Assigned task:
Give the entries back exactly, dropping each image.

Stored data:
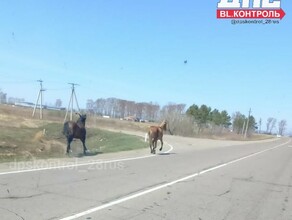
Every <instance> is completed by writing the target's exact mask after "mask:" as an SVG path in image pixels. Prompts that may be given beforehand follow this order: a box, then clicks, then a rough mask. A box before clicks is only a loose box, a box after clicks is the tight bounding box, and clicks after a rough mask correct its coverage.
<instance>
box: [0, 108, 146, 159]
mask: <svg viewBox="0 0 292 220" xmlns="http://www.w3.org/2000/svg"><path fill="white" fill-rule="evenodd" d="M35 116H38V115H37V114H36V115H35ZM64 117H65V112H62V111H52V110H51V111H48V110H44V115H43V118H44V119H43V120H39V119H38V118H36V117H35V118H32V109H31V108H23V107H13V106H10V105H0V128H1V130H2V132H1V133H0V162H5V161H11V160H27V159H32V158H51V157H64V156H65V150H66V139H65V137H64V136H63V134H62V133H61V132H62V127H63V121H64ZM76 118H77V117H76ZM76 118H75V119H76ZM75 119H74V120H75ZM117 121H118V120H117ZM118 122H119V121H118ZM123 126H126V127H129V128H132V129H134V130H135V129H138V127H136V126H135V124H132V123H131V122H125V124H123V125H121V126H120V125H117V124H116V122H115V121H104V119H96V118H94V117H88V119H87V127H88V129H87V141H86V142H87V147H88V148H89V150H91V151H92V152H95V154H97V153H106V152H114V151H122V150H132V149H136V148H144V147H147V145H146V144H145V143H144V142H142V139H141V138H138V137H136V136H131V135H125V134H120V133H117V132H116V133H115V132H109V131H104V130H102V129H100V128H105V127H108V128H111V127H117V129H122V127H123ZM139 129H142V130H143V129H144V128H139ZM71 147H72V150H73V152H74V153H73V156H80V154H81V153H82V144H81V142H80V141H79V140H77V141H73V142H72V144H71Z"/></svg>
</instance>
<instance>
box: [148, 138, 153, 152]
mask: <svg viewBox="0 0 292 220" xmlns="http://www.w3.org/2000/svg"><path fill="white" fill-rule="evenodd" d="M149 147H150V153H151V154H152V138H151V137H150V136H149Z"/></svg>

Exercise result:
Every <instance> is completed by writing the target's exact mask after "mask:" as an SVG path in image pixels. Prompts that may be given beforehand follow this order: a box, then clicks, then a rough mask. A box before clicks is only a loose box, a box after clicks is the tight bounding box, and clicks after a rough mask correct its coverage.
<instance>
box: [0, 108, 146, 159]
mask: <svg viewBox="0 0 292 220" xmlns="http://www.w3.org/2000/svg"><path fill="white" fill-rule="evenodd" d="M35 116H38V115H37V114H36V115H35ZM64 117H65V112H62V111H52V110H51V111H48V110H44V115H43V118H44V119H43V120H39V119H38V118H36V117H35V118H32V109H31V108H23V107H13V106H10V105H0V128H1V130H2V132H1V133H0V162H5V161H11V160H27V159H32V158H51V157H64V156H65V150H66V139H65V137H64V136H63V134H62V133H61V132H62V127H63V121H64ZM76 118H77V117H76ZM76 118H75V119H76ZM75 119H74V120H75ZM117 121H118V120H117ZM118 122H119V121H118ZM123 126H126V127H129V128H132V129H134V130H135V129H138V127H136V126H135V124H132V123H131V122H125V124H123V125H121V126H120V125H117V124H116V122H115V121H104V119H96V118H94V117H88V119H87V127H88V129H87V141H86V142H87V147H88V148H89V150H91V151H92V152H95V154H97V153H106V152H114V151H122V150H132V149H136V148H144V147H147V145H146V144H145V143H144V142H142V139H141V138H138V137H136V136H131V135H125V134H120V133H117V132H116V133H115V132H109V131H104V130H102V129H100V128H105V127H108V128H111V127H117V129H122V127H123ZM139 129H142V130H143V129H144V128H139ZM71 147H72V150H73V152H74V153H73V156H80V154H81V153H82V144H81V142H80V141H79V140H77V141H73V142H72V144H71Z"/></svg>
</instance>
<instance>
box: [148, 138, 153, 152]
mask: <svg viewBox="0 0 292 220" xmlns="http://www.w3.org/2000/svg"><path fill="white" fill-rule="evenodd" d="M149 147H150V153H151V154H152V138H151V137H150V136H149Z"/></svg>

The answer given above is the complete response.